* Start Excerpted data *

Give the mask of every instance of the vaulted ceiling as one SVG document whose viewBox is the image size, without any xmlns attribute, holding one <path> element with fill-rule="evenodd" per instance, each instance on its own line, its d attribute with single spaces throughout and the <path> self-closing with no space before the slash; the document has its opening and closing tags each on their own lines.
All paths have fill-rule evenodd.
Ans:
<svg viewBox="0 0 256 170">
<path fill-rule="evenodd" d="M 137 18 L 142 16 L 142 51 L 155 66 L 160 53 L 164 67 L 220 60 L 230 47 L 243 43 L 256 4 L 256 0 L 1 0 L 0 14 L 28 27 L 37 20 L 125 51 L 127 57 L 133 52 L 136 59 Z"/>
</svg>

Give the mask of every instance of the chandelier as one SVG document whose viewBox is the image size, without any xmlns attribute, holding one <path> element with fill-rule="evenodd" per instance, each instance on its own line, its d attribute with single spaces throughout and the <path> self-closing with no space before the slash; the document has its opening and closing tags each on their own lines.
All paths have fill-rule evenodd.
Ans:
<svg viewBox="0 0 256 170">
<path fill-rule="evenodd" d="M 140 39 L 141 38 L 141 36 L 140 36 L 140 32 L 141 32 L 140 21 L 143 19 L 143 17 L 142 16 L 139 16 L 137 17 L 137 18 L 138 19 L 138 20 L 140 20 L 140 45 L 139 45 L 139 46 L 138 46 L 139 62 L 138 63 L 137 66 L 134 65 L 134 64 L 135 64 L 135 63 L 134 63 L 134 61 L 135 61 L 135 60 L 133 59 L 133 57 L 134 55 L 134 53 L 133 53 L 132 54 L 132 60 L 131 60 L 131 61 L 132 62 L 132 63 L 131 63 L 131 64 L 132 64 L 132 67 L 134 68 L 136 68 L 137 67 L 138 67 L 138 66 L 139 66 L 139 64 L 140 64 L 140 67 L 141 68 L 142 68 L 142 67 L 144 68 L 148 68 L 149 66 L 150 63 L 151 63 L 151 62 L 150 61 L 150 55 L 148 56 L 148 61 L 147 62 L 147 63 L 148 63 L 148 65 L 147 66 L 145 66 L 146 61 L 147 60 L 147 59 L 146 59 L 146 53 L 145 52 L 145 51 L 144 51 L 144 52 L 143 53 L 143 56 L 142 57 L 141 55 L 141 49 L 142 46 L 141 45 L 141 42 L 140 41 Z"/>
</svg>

* End Excerpted data *

● **Your instructions**: Return every line of the records above without changing anything.

● **Finished exercise**:
Give the mask of every instance of the vaulted ceiling as one SVG document whose viewBox is the image size, without any xmlns attribute, holding one <path> element with fill-rule="evenodd" per instance, each instance on its own line, its d attribute with single spaces throughout and the <path> self-closing with no space before the slash; the document has its opening and closing tags each on their own lines.
All paths have fill-rule evenodd.
Ans:
<svg viewBox="0 0 256 170">
<path fill-rule="evenodd" d="M 137 18 L 142 16 L 142 51 L 155 66 L 160 53 L 164 67 L 220 60 L 230 47 L 243 43 L 256 4 L 256 0 L 1 0 L 0 14 L 28 27 L 37 20 L 125 51 L 127 57 L 133 52 L 136 59 Z"/>
</svg>

Give the mask of every instance of the chandelier as one SVG document whose viewBox is the image size, without any xmlns attribute, holding one <path> element with fill-rule="evenodd" per instance, each instance on its own line, its d attribute with single spaces throughout and the <path> self-closing with no space before the slash; the document has its opening and closing tags each on their own lines.
All paths have fill-rule evenodd.
Ans:
<svg viewBox="0 0 256 170">
<path fill-rule="evenodd" d="M 140 39 L 141 38 L 141 36 L 140 36 L 140 32 L 141 32 L 140 21 L 143 19 L 143 17 L 142 16 L 139 16 L 137 17 L 137 18 L 138 19 L 138 20 L 140 20 L 140 45 L 139 45 L 139 46 L 138 46 L 139 62 L 138 63 L 137 66 L 134 65 L 134 64 L 135 64 L 135 63 L 134 63 L 134 61 L 135 61 L 135 60 L 133 59 L 133 57 L 134 55 L 134 53 L 133 53 L 132 54 L 132 60 L 131 60 L 131 61 L 132 62 L 132 63 L 131 63 L 131 64 L 132 64 L 132 67 L 134 68 L 136 68 L 137 67 L 138 67 L 138 66 L 139 66 L 139 64 L 140 64 L 140 67 L 141 68 L 142 68 L 142 67 L 144 68 L 148 68 L 149 66 L 150 63 L 151 63 L 151 62 L 150 61 L 150 55 L 148 56 L 148 61 L 147 62 L 147 63 L 148 63 L 148 65 L 147 66 L 145 66 L 146 61 L 147 60 L 147 59 L 146 59 L 146 53 L 145 52 L 145 51 L 144 51 L 144 52 L 143 53 L 143 56 L 142 57 L 141 55 L 141 49 L 142 46 L 141 45 L 141 42 L 140 41 Z"/>
</svg>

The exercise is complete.